Task brief: Print the forum thread on genetically modified crops word for word, from "Soybean farming in" to "cultivator couldn't reach.".

Document section:

######

# STUDY REVEALS ENVIRONMENTAL IMPACT OF GENETICALLY MODIFIED CROPS



## jim lyon (Feb 19, 2006)

I don't doubt the accuracy of their numbers but if they are truly trying to gauge the environmental impact of genetically modified crop farming they need to at least mention that there is much less fuel used and far less soil erosion compared to the older, more traditional methods of farming. 
Soybean farming in the 60's and 70's didn't use a lot of chemicals because there just weren't any products that could kill broad leaf weeds in beans post-emergent. Care to guess how they controlled those nasty weeds back then? Yup, every good farmer, "walked" his bean fields with hoe in hand back in those years to get the weeds in the rows that the cultivator couldn't reach.


----------



## Ian (Jan 16, 2003)

jim lyon said:


> I don't doubt the accuracy of their numbers but if they are truly trying to gauge the environmental impact of genetically modified crop farming they need to at least mention that there is much less fuel used and far less soil erosion compared to the older, more traditional methods of farming.

######

Records shown:
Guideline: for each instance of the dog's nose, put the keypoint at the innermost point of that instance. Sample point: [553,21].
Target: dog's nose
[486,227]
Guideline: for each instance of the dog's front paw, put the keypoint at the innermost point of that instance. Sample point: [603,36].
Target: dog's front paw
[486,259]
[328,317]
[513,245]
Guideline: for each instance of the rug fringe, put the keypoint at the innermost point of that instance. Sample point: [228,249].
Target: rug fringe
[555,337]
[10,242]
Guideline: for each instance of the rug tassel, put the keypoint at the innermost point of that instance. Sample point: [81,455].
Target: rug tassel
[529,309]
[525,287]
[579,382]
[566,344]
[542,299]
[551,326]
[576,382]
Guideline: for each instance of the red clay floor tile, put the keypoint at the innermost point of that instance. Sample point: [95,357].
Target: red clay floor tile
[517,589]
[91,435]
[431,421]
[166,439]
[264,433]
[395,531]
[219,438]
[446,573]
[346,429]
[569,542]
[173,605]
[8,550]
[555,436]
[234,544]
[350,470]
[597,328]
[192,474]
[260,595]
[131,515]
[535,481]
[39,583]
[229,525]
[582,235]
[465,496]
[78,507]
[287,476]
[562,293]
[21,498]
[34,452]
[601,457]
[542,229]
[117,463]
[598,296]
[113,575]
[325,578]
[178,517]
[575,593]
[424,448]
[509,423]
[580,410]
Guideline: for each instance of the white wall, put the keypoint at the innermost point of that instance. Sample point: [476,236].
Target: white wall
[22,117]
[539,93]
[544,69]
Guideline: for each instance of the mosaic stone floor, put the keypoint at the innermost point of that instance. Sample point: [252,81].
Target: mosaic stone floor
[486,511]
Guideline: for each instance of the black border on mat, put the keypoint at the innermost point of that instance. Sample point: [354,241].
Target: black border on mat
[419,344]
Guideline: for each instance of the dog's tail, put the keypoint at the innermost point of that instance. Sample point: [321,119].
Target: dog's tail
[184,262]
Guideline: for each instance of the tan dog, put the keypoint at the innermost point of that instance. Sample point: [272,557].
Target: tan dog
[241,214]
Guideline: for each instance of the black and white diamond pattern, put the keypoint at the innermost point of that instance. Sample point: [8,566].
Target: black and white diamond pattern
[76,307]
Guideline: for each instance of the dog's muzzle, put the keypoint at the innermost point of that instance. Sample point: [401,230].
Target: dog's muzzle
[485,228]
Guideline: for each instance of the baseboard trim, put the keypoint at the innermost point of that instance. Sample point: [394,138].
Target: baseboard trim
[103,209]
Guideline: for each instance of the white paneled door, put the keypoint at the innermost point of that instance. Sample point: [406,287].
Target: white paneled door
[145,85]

######

Expected output:
Soybean farming in the 60's and 70's didn't use a lot of chemicals because there just weren't any products that could kill broad leaf weeds in beans post-emergent. Care to guess how they controlled those nasty weeds back then? Yup, every good farmer, "walked" his bean fields with hoe in hand back in those years to get the weeds in the rows that the cultivator couldn't reach.